**Task objective**
Express the data as a Markdown table with one row per line, omitting blank lines, under the column headings Row and Line, where Row holds the row number and Line holds the text of that line.
[Begin Data for this task]
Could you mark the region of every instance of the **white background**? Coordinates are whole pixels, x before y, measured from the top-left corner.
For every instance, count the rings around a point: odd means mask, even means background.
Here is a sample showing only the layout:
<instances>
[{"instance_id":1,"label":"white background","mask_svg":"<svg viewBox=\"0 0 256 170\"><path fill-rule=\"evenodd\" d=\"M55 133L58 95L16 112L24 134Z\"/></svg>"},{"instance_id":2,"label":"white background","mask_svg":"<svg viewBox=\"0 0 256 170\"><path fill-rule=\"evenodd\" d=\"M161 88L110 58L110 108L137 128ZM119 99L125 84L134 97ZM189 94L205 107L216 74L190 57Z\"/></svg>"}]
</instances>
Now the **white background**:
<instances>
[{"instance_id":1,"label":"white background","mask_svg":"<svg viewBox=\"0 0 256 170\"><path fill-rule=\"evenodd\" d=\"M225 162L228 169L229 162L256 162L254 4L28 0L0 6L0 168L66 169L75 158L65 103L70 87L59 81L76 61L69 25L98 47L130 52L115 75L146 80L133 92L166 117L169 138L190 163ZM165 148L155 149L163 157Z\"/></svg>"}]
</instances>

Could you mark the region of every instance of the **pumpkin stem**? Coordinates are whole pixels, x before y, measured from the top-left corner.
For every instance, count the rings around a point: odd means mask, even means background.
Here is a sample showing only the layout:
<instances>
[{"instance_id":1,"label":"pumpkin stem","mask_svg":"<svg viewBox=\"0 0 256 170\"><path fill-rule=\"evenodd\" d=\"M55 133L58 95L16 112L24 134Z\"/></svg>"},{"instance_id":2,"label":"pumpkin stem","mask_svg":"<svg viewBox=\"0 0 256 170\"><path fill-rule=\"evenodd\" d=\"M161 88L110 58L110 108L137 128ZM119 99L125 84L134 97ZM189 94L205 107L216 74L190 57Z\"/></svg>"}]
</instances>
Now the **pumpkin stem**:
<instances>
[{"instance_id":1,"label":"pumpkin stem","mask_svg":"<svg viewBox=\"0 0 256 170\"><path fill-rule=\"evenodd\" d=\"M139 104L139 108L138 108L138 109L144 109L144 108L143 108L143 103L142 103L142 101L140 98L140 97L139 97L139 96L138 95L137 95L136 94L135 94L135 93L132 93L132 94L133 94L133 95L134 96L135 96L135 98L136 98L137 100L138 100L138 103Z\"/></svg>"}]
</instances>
[End Data for this task]
**Output for this exercise**
| Row | Line |
|---|---|
| 1 | Could you mark the region of every instance of the **white background**? Coordinates are whole pixels, x before y, measured from the top-left corner. |
| 2 | For every instance, count the rings around a point: odd means mask, even means background. |
| 3 | Here is a sample showing only the layout: |
| 4 | <instances> |
| 5 | [{"instance_id":1,"label":"white background","mask_svg":"<svg viewBox=\"0 0 256 170\"><path fill-rule=\"evenodd\" d=\"M55 133L58 95L16 112L24 134Z\"/></svg>"},{"instance_id":2,"label":"white background","mask_svg":"<svg viewBox=\"0 0 256 170\"><path fill-rule=\"evenodd\" d=\"M161 88L110 58L110 108L137 128ZM119 99L125 84L134 97ZM189 94L205 107L216 74L190 57Z\"/></svg>"}] |
| 6 | </instances> |
| 7 | Now the **white background**: |
| 8 | <instances> |
| 9 | [{"instance_id":1,"label":"white background","mask_svg":"<svg viewBox=\"0 0 256 170\"><path fill-rule=\"evenodd\" d=\"M225 162L228 169L229 162L256 162L254 4L28 0L0 6L0 168L66 169L75 158L65 103L70 87L59 81L76 61L69 25L98 47L130 52L115 75L146 80L133 92L166 117L169 138L190 163ZM165 148L155 149L163 157Z\"/></svg>"}] |
| 10 | </instances> |
| 11 | Could you mark the region of every instance of the **pumpkin stem**? Coordinates are whole pixels, x before y, measured from the top-left corner. |
| 12 | For every instance, count the rings around a point: odd means mask, even means background. |
| 13 | Here is a sample showing only the layout: |
| 14 | <instances> |
| 15 | [{"instance_id":1,"label":"pumpkin stem","mask_svg":"<svg viewBox=\"0 0 256 170\"><path fill-rule=\"evenodd\" d=\"M55 133L58 95L16 112L24 134Z\"/></svg>"},{"instance_id":2,"label":"pumpkin stem","mask_svg":"<svg viewBox=\"0 0 256 170\"><path fill-rule=\"evenodd\" d=\"M161 88L110 58L110 108L137 128ZM119 99L125 84L134 97ZM189 94L205 107L216 74L190 57Z\"/></svg>"}] |
| 16 | </instances> |
| 17 | Now the **pumpkin stem**: |
| 18 | <instances> |
| 19 | [{"instance_id":1,"label":"pumpkin stem","mask_svg":"<svg viewBox=\"0 0 256 170\"><path fill-rule=\"evenodd\" d=\"M139 104L139 108L138 108L138 109L144 109L144 108L143 108L143 103L142 103L142 101L140 98L140 97L139 97L139 96L138 95L137 95L136 94L135 94L135 93L132 93L132 94L133 94L133 95L134 96L135 96L135 98L136 98L137 100L138 100L138 103Z\"/></svg>"}] |
| 20 | </instances> |